WHAT TO DO | Go through the data below and return each line where the string "point" appears.

RECORDS SHOWN |
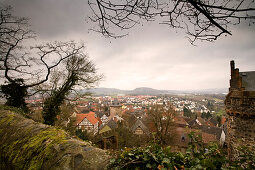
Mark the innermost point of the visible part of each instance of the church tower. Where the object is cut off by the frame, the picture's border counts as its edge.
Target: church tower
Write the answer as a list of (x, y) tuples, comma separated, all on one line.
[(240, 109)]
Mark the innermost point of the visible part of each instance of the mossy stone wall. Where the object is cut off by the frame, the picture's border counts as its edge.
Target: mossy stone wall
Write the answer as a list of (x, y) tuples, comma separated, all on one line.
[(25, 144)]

---

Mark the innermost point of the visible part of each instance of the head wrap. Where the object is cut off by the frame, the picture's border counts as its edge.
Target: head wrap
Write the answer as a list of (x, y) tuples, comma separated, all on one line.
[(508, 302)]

EXERCISE SOLUTION |
Mark the innermost point of the visible part of each instance of the church tower. Where the object is cut off by the frame, the picture's border counts as its edge.
Mark the innermost point of the visible part of each instance of the mossy stone wall. Where the object is cut off by the frame, the picture's border counts as its edge.
Mark the innermost point of the visible part of each instance of the head wrap. Where the object is cut off by the frame, the picture's border counts as its edge.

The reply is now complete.